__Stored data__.
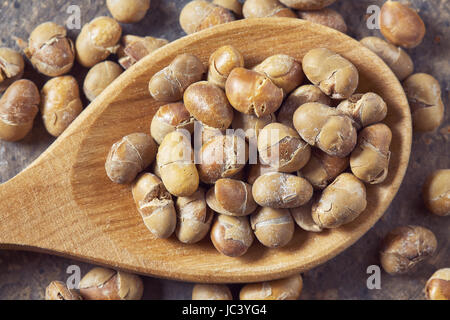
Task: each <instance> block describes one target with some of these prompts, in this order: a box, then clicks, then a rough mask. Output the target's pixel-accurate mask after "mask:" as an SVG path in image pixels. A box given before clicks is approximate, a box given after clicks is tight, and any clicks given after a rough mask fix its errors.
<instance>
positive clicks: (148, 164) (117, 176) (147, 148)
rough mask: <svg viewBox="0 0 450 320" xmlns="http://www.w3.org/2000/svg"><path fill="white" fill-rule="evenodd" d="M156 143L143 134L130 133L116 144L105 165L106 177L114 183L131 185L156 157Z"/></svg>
mask: <svg viewBox="0 0 450 320" xmlns="http://www.w3.org/2000/svg"><path fill="white" fill-rule="evenodd" d="M156 150H157V147H156V143H155V142H154V141H153V139H152V137H151V136H150V135H148V134H145V133H132V134H130V135H128V136H125V137H123V138H122V139H121V140H120V141H118V142H116V143H115V144H114V145H113V146H112V147H111V150H110V151H109V154H108V157H107V159H106V163H105V169H106V173H107V175H108V177H109V178H110V179H111V181H112V182H114V183H120V184H126V183H131V182H132V181H133V180H134V178H136V176H137V174H138V173H139V172H141V171H143V170H144V169H145V168H146V167H148V166H149V165H150V164H151V163H152V162H153V161H154V160H155V156H156Z"/></svg>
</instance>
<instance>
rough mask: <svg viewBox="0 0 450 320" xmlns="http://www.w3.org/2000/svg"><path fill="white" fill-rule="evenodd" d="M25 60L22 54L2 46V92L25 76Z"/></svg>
mask: <svg viewBox="0 0 450 320" xmlns="http://www.w3.org/2000/svg"><path fill="white" fill-rule="evenodd" d="M24 68H25V62H24V61H23V58H22V55H21V54H20V53H19V52H17V51H15V50H13V49H10V48H0V93H2V92H4V91H5V90H6V89H7V88H8V87H9V86H10V85H11V84H12V83H13V82H14V81H16V80H19V79H20V78H22V76H23V71H24Z"/></svg>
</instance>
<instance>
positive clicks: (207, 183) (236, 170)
mask: <svg viewBox="0 0 450 320" xmlns="http://www.w3.org/2000/svg"><path fill="white" fill-rule="evenodd" d="M200 152H201V154H200V160H201V163H199V164H198V172H199V174H200V179H201V180H202V182H204V183H207V184H213V183H215V182H216V181H217V180H219V179H221V178H232V177H233V176H234V175H236V174H238V173H239V172H240V171H242V169H244V167H245V164H246V163H247V161H248V156H249V155H248V144H247V143H246V142H245V140H244V139H243V138H241V137H238V136H230V135H225V136H216V137H214V138H212V139H211V140H209V141H208V142H207V143H205V144H204V145H203V147H202V149H201V151H200Z"/></svg>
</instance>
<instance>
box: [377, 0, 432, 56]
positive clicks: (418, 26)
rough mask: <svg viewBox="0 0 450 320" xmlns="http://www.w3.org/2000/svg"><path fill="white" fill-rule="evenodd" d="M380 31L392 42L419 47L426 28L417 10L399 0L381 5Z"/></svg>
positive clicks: (404, 46)
mask: <svg viewBox="0 0 450 320" xmlns="http://www.w3.org/2000/svg"><path fill="white" fill-rule="evenodd" d="M379 23H380V31H381V33H382V34H383V36H384V37H385V38H386V39H387V40H388V41H389V42H391V43H393V44H395V45H398V46H402V47H404V48H414V47H417V46H418V45H419V44H420V43H421V42H422V40H423V37H424V36H425V32H426V28H425V24H424V23H423V21H422V19H421V18H420V16H419V14H418V13H417V11H416V10H414V9H412V8H410V7H409V6H408V4H403V3H401V2H398V1H386V2H385V3H384V4H383V6H382V7H381V11H380V17H379Z"/></svg>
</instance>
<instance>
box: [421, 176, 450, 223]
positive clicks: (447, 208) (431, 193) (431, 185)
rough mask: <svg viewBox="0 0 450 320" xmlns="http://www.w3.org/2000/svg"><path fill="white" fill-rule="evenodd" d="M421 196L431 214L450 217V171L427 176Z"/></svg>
mask: <svg viewBox="0 0 450 320" xmlns="http://www.w3.org/2000/svg"><path fill="white" fill-rule="evenodd" d="M422 196H423V200H424V202H425V205H426V206H427V208H428V210H430V211H431V212H432V213H434V214H436V215H438V216H448V215H450V169H442V170H437V171H435V172H433V173H432V174H431V175H429V176H428V177H427V179H426V180H425V184H424V185H423V189H422Z"/></svg>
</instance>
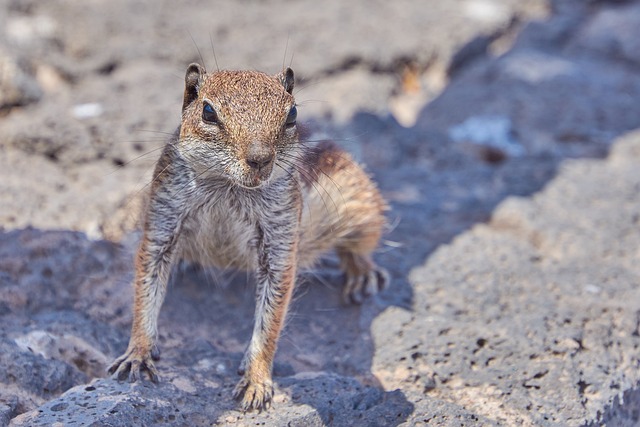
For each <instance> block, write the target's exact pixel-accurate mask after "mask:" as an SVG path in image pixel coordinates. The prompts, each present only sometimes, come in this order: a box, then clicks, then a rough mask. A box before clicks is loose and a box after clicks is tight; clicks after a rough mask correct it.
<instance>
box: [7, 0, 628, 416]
mask: <svg viewBox="0 0 640 427" xmlns="http://www.w3.org/2000/svg"><path fill="white" fill-rule="evenodd" d="M210 40H213V45H214V47H215V53H216V55H215V56H216V59H217V63H218V65H219V66H220V67H222V68H257V69H262V70H266V71H269V72H273V73H275V72H277V71H279V70H280V68H281V67H282V63H283V61H284V63H285V64H289V63H291V64H292V67H293V68H294V70H296V74H297V76H298V78H299V81H298V85H297V88H298V89H297V92H296V97H297V99H298V102H299V104H300V107H301V108H300V113H299V115H300V116H301V118H305V117H306V119H307V121H308V122H310V123H311V125H312V126H314V127H315V128H316V129H317V130H319V131H322V132H324V133H326V134H329V135H331V136H332V137H334V138H335V139H336V140H337V141H339V142H340V143H341V144H343V145H344V146H345V147H347V148H348V149H349V150H350V151H351V152H353V153H354V154H355V155H356V157H357V158H359V159H360V160H362V161H363V163H365V164H367V167H368V170H369V171H370V172H371V173H372V175H373V176H374V177H375V179H376V181H377V182H378V183H379V186H380V188H381V190H382V191H383V193H384V195H385V197H386V198H387V199H388V200H389V201H390V203H391V205H392V210H391V211H390V213H389V220H390V229H389V231H388V233H387V234H386V236H385V241H384V244H383V245H382V247H381V249H380V251H379V253H378V254H377V259H378V261H379V263H380V264H381V265H384V266H385V267H387V268H388V269H389V270H390V272H391V275H392V278H393V280H392V284H391V286H390V288H389V289H388V290H386V291H385V292H383V293H382V294H380V295H379V296H377V297H375V298H373V299H370V300H368V301H367V302H365V304H363V305H362V306H357V307H345V306H343V305H341V303H340V298H339V295H340V291H339V289H340V282H341V277H340V275H339V273H338V272H337V270H336V265H335V259H333V258H331V257H329V258H328V259H327V260H326V262H325V263H324V264H323V265H322V266H320V267H319V268H318V269H317V270H316V271H313V272H310V273H307V274H305V275H303V277H302V278H301V281H300V285H299V286H298V289H297V291H296V297H295V301H294V303H293V307H292V314H291V316H290V320H289V322H288V325H287V327H286V330H285V334H284V336H283V338H282V340H281V345H280V348H279V350H278V354H277V358H276V364H275V372H274V379H275V381H276V383H277V391H276V396H275V405H274V408H273V409H271V410H270V411H267V412H263V413H246V414H244V413H241V412H238V411H237V410H236V403H235V402H234V401H233V400H232V399H231V397H230V391H231V389H232V388H233V386H234V384H235V381H236V380H237V375H236V374H235V371H236V368H237V365H238V363H239V361H240V358H241V355H242V351H243V350H244V348H245V345H246V342H247V341H248V339H249V336H250V333H251V328H252V324H251V317H252V312H253V302H252V298H251V295H252V286H253V285H252V282H251V280H250V278H249V277H247V276H246V275H245V274H233V273H231V272H219V271H213V270H194V269H186V270H180V271H176V272H175V274H174V278H173V280H172V286H171V289H170V292H169V295H168V297H167V302H166V304H165V306H164V308H163V311H162V313H161V316H160V346H161V350H162V359H161V361H160V362H159V365H158V366H159V369H160V373H161V376H162V383H161V384H160V385H157V386H156V385H150V384H148V383H139V384H133V385H131V384H128V383H118V382H116V381H113V380H111V379H108V378H104V371H105V367H106V366H107V364H108V363H109V362H110V361H111V360H112V359H113V358H114V357H115V356H117V355H119V354H120V353H121V352H122V351H123V350H124V348H125V347H126V344H127V340H128V328H129V325H130V320H131V307H130V304H131V298H132V296H131V286H130V280H131V276H132V253H133V251H134V248H135V243H136V239H137V234H136V231H135V230H136V220H135V218H136V215H137V210H139V200H140V198H141V194H142V193H143V192H144V185H145V181H146V180H147V179H148V175H149V173H150V168H151V167H152V166H153V162H154V160H155V159H156V158H157V155H158V149H159V148H160V147H161V146H162V142H163V140H164V139H165V136H166V133H168V132H172V131H173V128H174V127H175V125H176V124H177V122H178V120H179V111H180V103H181V93H182V84H183V77H182V76H183V73H184V69H185V68H186V65H187V64H188V63H189V62H192V61H202V62H204V63H205V65H206V66H207V67H208V68H209V69H214V68H215V67H216V65H215V61H214V58H213V54H212V47H211V41H210ZM638 40H640V2H635V1H613V0H611V1H596V0H592V1H571V0H553V1H551V0H550V1H543V0H527V1H515V0H514V1H510V0H504V1H498V0H466V1H463V0H457V1H449V2H439V1H437V0H422V1H409V0H407V1H400V2H393V3H390V2H350V3H344V2H337V1H336V2H323V3H322V4H321V3H319V2H312V1H300V2H287V1H269V2H244V3H242V4H241V6H239V5H238V4H236V3H235V2H224V3H222V2H215V3H214V2H205V1H198V0H196V1H189V2H184V3H181V4H178V3H175V2H169V1H156V2H143V1H136V2H131V1H128V2H125V1H118V0H116V1H111V2H106V1H102V0H96V1H92V2H72V1H58V0H56V1H50V2H37V1H24V0H23V1H18V0H15V1H13V0H11V1H7V2H4V3H2V4H0V151H1V153H2V155H1V156H0V163H1V167H0V188H1V190H2V191H0V224H1V226H2V230H1V231H0V319H1V323H0V324H2V329H1V330H0V347H1V351H0V368H1V369H0V384H1V385H0V424H1V425H7V424H11V425H16V426H18V425H25V426H36V425H43V426H45V425H46V426H49V425H96V426H97V425H112V426H129V425H159V424H169V425H185V426H186V425H233V426H241V425H299V426H309V425H336V426H351V425H381V426H382V425H384V426H387V425H420V424H429V425H436V426H438V425H442V426H445V425H447V426H448V425H536V426H537V425H542V426H565V425H569V426H592V425H611V426H618V425H622V426H626V425H629V426H631V425H636V424H637V423H638V422H640V420H639V418H638V413H639V409H640V408H639V406H640V405H639V403H640V391H639V389H640V387H639V385H640V374H638V364H639V361H640V356H639V355H638V346H639V345H640V329H639V327H640V309H639V308H638V303H637V301H640V298H639V297H640V295H639V294H640V288H639V286H638V284H639V283H640V268H639V267H638V265H639V263H638V259H639V257H640V252H639V250H638V248H640V226H639V225H640V203H639V202H640V200H639V195H640V167H638V165H639V163H640V133H639V132H635V133H634V132H632V131H633V130H634V129H636V128H640V103H639V102H637V100H638V99H640V45H639V44H638Z"/></svg>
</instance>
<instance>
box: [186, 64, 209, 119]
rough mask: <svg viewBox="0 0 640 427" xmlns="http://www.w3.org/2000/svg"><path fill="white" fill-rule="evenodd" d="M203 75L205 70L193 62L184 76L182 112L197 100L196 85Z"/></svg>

__To do__.
Copy nothing past the line containing "positive clicks: (148, 164)": reproduce every line from the start of the records up to it, skipping pictures.

__Response to this exercise__.
Task: each <instance> block describes one target with some of these prompts, in this order: a box, then clicks, then a rough mask. Output the target's pixel-accurate mask after "mask:" as an SVG path in image pixels. A box given before clicks is approximate, a box given after clicks is tight, and any clicks given after a rough mask fix its errors.
<instance>
positive clicks: (148, 164) (117, 176) (147, 148)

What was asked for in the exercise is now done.